● **PROBLEM DESCRIPTION**:
Exactly how many lines in this material contain the string "below"? Reply with the number alone.

_ _ _ _ _ _ _

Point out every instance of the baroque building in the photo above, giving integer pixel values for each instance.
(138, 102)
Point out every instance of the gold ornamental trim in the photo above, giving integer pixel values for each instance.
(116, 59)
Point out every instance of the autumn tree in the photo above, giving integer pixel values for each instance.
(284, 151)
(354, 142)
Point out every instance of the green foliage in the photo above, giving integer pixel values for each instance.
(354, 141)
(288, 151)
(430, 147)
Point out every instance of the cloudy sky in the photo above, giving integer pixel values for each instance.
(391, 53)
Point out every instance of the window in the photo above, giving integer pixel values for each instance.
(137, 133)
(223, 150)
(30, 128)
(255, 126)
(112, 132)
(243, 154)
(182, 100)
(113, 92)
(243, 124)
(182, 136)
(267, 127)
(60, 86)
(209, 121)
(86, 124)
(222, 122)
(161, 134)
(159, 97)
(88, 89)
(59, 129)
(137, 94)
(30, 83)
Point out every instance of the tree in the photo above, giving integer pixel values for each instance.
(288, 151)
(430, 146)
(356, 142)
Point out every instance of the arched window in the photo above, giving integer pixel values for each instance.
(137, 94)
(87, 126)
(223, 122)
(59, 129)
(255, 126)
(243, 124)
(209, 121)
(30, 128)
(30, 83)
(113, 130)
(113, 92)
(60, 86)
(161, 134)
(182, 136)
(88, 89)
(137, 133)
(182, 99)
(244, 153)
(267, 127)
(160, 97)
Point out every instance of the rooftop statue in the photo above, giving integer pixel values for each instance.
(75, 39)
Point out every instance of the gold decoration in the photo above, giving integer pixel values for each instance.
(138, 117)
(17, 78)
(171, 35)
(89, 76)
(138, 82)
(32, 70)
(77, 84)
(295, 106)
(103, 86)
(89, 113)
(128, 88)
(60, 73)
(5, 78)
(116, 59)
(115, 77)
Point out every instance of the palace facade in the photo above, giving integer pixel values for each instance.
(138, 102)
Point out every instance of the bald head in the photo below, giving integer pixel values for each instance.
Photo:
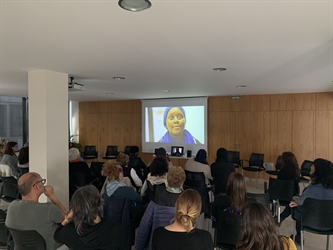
(26, 181)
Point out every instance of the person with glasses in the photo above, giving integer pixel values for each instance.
(29, 214)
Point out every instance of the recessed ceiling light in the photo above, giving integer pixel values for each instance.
(219, 69)
(118, 78)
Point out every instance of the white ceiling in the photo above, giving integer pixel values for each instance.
(279, 46)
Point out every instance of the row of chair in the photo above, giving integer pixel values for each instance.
(111, 152)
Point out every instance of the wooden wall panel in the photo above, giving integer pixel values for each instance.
(321, 134)
(270, 136)
(282, 102)
(284, 128)
(303, 135)
(304, 101)
(256, 132)
(260, 102)
(242, 134)
(220, 123)
(290, 122)
(330, 135)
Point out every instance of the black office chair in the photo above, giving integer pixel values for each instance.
(96, 167)
(111, 152)
(316, 214)
(233, 157)
(305, 172)
(27, 240)
(9, 191)
(255, 164)
(262, 198)
(127, 150)
(197, 181)
(90, 153)
(228, 230)
(271, 171)
(280, 192)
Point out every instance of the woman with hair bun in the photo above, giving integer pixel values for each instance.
(181, 234)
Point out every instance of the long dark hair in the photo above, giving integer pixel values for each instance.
(289, 163)
(236, 190)
(86, 204)
(259, 230)
(323, 173)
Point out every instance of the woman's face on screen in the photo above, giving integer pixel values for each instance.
(175, 121)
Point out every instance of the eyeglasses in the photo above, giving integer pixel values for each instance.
(42, 181)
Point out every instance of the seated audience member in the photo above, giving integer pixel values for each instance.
(259, 230)
(157, 176)
(167, 195)
(200, 164)
(29, 214)
(234, 198)
(221, 169)
(123, 159)
(79, 172)
(288, 171)
(85, 228)
(9, 158)
(321, 188)
(136, 163)
(23, 160)
(181, 234)
(114, 186)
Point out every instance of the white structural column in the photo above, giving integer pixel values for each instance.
(48, 130)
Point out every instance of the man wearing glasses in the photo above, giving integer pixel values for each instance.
(29, 214)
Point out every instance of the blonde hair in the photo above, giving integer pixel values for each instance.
(188, 208)
(176, 176)
(111, 170)
(123, 159)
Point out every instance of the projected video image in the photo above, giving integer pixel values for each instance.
(179, 124)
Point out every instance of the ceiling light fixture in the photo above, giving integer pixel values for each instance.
(118, 78)
(219, 69)
(134, 5)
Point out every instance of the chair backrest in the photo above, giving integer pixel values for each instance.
(263, 199)
(229, 228)
(127, 150)
(120, 210)
(9, 189)
(111, 151)
(3, 229)
(317, 213)
(233, 157)
(269, 166)
(195, 179)
(283, 190)
(5, 170)
(96, 167)
(90, 151)
(306, 168)
(278, 163)
(27, 240)
(256, 159)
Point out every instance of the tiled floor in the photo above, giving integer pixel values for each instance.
(312, 241)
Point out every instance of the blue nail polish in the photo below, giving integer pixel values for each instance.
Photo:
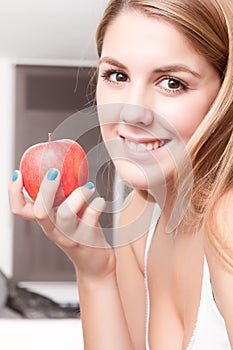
(15, 176)
(89, 185)
(52, 174)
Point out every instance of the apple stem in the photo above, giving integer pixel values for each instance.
(49, 137)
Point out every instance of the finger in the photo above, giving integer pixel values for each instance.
(18, 204)
(93, 211)
(89, 232)
(71, 209)
(44, 201)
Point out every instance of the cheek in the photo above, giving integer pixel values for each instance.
(185, 117)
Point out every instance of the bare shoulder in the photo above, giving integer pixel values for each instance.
(131, 238)
(133, 224)
(221, 230)
(219, 251)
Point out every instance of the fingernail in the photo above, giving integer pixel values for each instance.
(89, 185)
(52, 174)
(15, 176)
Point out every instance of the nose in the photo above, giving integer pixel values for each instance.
(135, 114)
(135, 110)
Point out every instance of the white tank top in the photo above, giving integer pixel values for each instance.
(210, 331)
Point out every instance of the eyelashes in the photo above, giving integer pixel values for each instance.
(114, 76)
(168, 84)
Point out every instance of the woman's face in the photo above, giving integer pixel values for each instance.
(153, 91)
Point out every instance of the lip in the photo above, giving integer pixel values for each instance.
(144, 153)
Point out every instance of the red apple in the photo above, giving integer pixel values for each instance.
(65, 155)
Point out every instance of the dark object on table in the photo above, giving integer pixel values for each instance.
(28, 304)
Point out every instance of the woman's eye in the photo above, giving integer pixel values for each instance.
(115, 77)
(172, 85)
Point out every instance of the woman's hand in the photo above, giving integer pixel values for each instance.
(73, 226)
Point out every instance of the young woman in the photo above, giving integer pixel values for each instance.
(164, 96)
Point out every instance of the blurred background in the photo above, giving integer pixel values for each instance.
(45, 45)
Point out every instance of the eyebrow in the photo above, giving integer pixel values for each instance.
(164, 69)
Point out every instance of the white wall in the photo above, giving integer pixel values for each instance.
(7, 106)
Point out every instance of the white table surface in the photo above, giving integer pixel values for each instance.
(46, 334)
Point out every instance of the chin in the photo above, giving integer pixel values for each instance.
(140, 178)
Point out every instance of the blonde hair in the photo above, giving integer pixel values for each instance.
(208, 24)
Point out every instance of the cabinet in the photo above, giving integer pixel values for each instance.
(45, 97)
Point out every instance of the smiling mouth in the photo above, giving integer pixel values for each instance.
(142, 147)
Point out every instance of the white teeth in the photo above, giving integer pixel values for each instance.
(143, 147)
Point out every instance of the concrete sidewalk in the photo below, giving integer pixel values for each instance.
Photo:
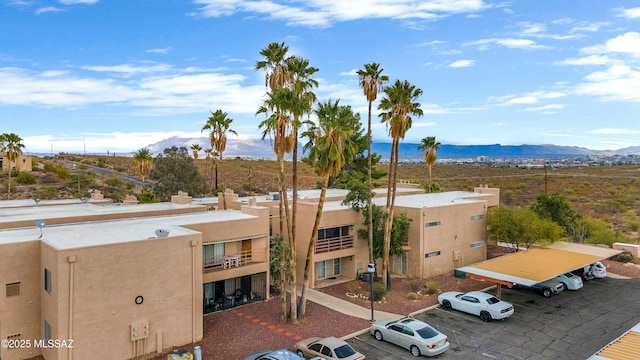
(346, 307)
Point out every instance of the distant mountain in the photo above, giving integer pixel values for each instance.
(262, 149)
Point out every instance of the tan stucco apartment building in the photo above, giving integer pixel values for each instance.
(126, 280)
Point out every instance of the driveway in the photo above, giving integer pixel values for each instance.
(572, 325)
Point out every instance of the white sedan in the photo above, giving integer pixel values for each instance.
(487, 306)
(412, 334)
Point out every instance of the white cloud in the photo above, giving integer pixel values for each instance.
(612, 131)
(48, 9)
(163, 51)
(323, 13)
(628, 43)
(74, 2)
(529, 98)
(588, 60)
(631, 13)
(512, 43)
(462, 63)
(547, 109)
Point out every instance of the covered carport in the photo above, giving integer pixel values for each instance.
(535, 265)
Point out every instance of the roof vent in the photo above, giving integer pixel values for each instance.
(162, 233)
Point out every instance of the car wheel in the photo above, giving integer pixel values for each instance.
(485, 316)
(415, 351)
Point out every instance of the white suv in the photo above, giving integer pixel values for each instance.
(570, 281)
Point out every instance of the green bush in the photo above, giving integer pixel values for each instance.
(433, 287)
(379, 291)
(26, 178)
(416, 285)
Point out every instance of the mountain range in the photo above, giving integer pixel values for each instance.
(257, 148)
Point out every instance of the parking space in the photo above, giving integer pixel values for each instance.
(571, 325)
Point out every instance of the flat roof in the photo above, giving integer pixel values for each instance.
(626, 347)
(529, 267)
(95, 233)
(82, 209)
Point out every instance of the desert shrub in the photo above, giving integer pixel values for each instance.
(625, 256)
(413, 296)
(416, 285)
(433, 287)
(47, 193)
(26, 178)
(49, 179)
(379, 291)
(352, 286)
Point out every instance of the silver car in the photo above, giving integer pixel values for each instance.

_ _ _ _ _ _ _

● **WORKED SOLUTION**:
3